- **Extract**

- First appearance: "My First Day" (2001)
- Last appearance: "My Finale" (2009)
- Created by: Bill Lawrence
- Portrayed by: Aloma Wright

In-universe information
- Gender: Female
- Occupation: Nurse
- Family: Lance (nephew), unnamed brother, son
- Spouse: Lester Roberts

= Laverne Roberts =

Laverne Roberts is a fictional character in the sitcom Scrubs, played by Aloma Wright. She is a nurse at Sacred Heart.

==Character biography==
In her free time, Laverne enjoys soap operas and office gossip. She is a devout Christian and had strong opinions on premarital sex, abortion, and other actions. She maintains much of her religious devotion to cope with seeing suffering and death in the hospital every day. Laverne is one of the few staff members who can intimidate imposing employees such as Dr. Cox, the Janitor, Dr. Kelso, and Carla, with whom she is especially close. Laverne has a husband named Lester, a son, and a nephew named Lance who fought in the Iraq War. She and Lester are shown to have marital problems, and her attempts to fix them are unsuccessful.

- **Description of the task**
According to the Laverne Roberts article, could you please say which war her nephew Lance fought in?

- **Records shown**
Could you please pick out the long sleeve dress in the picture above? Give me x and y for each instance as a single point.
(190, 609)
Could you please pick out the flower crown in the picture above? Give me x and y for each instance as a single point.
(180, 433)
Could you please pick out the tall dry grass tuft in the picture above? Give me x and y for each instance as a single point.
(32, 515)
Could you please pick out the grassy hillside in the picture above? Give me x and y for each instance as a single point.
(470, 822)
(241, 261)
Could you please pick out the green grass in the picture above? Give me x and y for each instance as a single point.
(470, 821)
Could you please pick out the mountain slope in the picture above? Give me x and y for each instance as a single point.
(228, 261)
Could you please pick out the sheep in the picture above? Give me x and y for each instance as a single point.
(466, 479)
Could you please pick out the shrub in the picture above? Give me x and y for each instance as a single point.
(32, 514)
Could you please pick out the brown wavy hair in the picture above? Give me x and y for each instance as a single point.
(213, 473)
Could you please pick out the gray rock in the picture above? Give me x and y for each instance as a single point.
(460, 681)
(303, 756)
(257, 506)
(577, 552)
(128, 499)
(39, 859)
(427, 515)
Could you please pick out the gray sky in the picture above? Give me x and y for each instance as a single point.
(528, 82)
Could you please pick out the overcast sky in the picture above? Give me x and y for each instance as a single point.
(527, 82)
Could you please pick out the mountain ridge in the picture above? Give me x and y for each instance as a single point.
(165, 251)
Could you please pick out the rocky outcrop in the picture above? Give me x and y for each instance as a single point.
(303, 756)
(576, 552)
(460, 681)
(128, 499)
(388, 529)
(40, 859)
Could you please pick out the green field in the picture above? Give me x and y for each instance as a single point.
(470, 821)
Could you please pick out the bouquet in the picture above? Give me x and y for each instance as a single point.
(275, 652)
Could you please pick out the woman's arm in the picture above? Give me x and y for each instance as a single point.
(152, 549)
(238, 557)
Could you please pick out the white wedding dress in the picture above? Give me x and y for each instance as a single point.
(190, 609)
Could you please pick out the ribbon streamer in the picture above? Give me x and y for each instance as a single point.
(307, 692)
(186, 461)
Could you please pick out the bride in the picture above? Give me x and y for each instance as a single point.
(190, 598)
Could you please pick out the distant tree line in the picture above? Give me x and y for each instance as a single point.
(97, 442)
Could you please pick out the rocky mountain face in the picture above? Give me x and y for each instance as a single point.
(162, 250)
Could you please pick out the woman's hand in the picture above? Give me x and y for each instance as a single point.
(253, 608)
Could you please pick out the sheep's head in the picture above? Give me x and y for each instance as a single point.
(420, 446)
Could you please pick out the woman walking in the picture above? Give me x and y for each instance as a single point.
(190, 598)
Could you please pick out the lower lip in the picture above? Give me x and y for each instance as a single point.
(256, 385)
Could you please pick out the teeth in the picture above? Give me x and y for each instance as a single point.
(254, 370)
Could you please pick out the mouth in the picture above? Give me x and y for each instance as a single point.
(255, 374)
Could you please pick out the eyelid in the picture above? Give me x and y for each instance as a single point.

- **Final answer**
The Iraq War.